▶ _Supplied records_
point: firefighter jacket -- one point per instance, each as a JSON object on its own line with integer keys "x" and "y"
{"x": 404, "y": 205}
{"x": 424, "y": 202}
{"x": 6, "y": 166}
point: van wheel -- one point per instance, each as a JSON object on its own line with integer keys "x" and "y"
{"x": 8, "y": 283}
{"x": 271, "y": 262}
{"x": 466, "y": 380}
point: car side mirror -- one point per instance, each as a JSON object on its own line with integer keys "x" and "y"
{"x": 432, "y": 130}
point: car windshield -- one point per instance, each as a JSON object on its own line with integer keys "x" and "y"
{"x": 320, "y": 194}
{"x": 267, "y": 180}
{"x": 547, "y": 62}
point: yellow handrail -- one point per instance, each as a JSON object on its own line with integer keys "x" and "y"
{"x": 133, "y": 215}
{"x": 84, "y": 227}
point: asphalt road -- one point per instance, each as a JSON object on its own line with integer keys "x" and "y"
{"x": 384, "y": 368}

▶ _The exercise_
From the line holding "point: van wheel" through the last line above, reproduce each line exactly and add nothing.

▶ _Task answer_
point: van wheel -- one point per instance, each as a JSON object on its own line with integer keys "x" and "y"
{"x": 8, "y": 283}
{"x": 271, "y": 262}
{"x": 466, "y": 380}
point: car side mirror -- one point per instance, each as a JSON object on its own line with integer keys "x" and "y"
{"x": 432, "y": 130}
point: car windshield -- one point per instance, each as a JSON object on its own line with integer keys "x" and "y"
{"x": 320, "y": 194}
{"x": 267, "y": 180}
{"x": 547, "y": 62}
point: yellow handrail -- one point per instance, each as a JSON object on its own line with integer keys "x" and "y"
{"x": 133, "y": 215}
{"x": 84, "y": 227}
point: asphalt road -- one point per instance, each as a JSON object on its own line with integer keys "x" and "y"
{"x": 384, "y": 368}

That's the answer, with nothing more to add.